TAREFAS DO EXERCÍCIO >>
a) Responda, com base no texto sobre o filme O Poço:
(i) Quem dirigiu o filme?
(ii) Quantos níveis tem o presídio vertical?
(iii) Qual ator interpreta Goreng?
b) Retorne, sem qualquer alteração, tudo o que vai de "No filme espanhol, Goreng" até "a miséria impera." no texto sobre o filme O Poço.
c) Dê seguimento ao texto sobre o filme O Poço a partir do ponto em que ele termina.

TRECHO >>
⁂

"Existem três tipos de pessoas: as que estão em cima, as que estão embaixo e as que caem."
Esta sentença abre um dos filmes mais comentados da Netflix nos últimos dias. Uns odiaram (geralmente, por não terem entendido), outros amaram (geralmente, por terem entendido muito bem).
Trata-se de O Poço, um drama distópico espanhol realizado no ano passado que prenunciou discussões impostas aos governantes, ao empresariado e à sociedade por causa da pandemia de coronavírus.
Dirigida por Galder Gaztelu-Urrutia, a história tem ecos de O Expresso do Amanhã (2013), a versão do cineasta sul-coreano Bong Joon-ho para a história em quadrinhos francesa O Perfura Neve, na qual o que restou da humanidade está confinado em um trem – a elite nos vagões da frente, bem assistida, os pobres apinhados nos demais. O Poço também reverbera outra obra do mesmo diretor, o oscarizado Parasita (2019), tanto por misturar humor com brutalidade quanto por encenar duelos de sobrevivência para os quais os ricos nem dão bola.
No filme espanhol, Goreng (interpretado por Iván Massagué) desperta em um estranho presídio vertical, que funciona como uma metáfora nada sutil do capitalismo. São 333 níveis, cada um deles ocupado por duas pessoas – se você é bom de matemática, já percebeu que o resultado da multiplicação é 666, o número da besta. O poço do título é o local por onde chega a comida, disposta em uma ampla mesa de concreto. Quando saem da cozinha, os pratos incluem iguarias como escargot e pana cota. Já antes do nível 50, restam apenas carcaças, um punhado de arroz e umas gotinhas de vinho, talvez uma maçã escondida. Dali em diante, a miséria impera.

⁂

DADOS FORNECIDOS >>
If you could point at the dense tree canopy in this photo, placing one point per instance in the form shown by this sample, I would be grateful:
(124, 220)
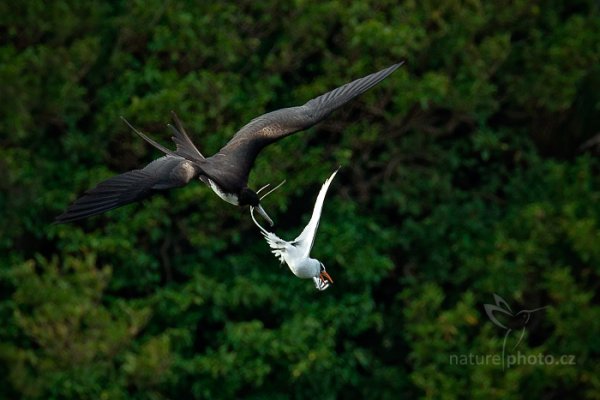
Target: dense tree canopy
(462, 176)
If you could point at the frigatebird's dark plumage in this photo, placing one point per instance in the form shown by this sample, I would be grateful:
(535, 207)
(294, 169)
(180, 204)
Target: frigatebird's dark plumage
(225, 172)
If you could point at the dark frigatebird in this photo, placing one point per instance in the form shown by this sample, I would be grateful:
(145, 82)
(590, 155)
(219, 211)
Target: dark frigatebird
(225, 172)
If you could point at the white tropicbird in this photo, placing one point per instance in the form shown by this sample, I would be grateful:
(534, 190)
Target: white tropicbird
(296, 253)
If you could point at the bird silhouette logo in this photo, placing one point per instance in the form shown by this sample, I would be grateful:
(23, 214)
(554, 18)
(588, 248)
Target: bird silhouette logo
(513, 321)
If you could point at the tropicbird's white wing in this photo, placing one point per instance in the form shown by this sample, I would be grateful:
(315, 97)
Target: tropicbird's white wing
(305, 240)
(280, 248)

⁂

RESPOSTAS DO EXERCÍCIO >>
a)
(i) Galder Gaztelu-Urrutia.
(ii) 333 níveis.
(iii) Iván Massagué.

b)
No filme espanhol, Goreng (interpretado por Iván Massagué) desperta em um estranho presídio vertical, que funciona como uma metáfora nada sutil do capitalismo. São 333 níveis, cada um deles ocupado por duas pessoas – se você é bom de matemática, já percebeu que o resultado da multiplicação é 666, o número da besta. O poço do título é o local por onde chega a comida, disposta em uma ampla mesa de concreto. Quando saem da cozinha, os pratos incluem iguarias como escargot e pana cota. Já antes do nível 50, restam apenas carcaças, um punhado de arroz e umas gotinhas de vinho, talvez uma maçã escondida. Dali em diante, a miséria impera.

c)
A associação com o mundo acuado pela covid-19 é imediata. Quem está no topo consome sem se preocupar se vai sobrar comida, álcool gel ou papel higiênico para os demais. Cada personagem representa um perfil. O cínico Trimagasi (Zorion Eguileor), por exemplo, é daqueles que simplesmente aceitam esse sistema e pegam o que conseguem para si próprio. Imoguri (Antonia San Juan) tenta provocar a solidariedade espontânea: separa dois pratos suficientes para alimentar os dois prisioneiros do andar de baixo e pede que eles façam o mesmo - ela enxerga uma verdade cristalina: o banquete servido e a riqueza gerada dão para todos, desde que a gente distribua com menos desigualdade. Lembre-se: os 26 mais ricos do planeta têm a mesma renda dos 3,8 bilhões mais pobres.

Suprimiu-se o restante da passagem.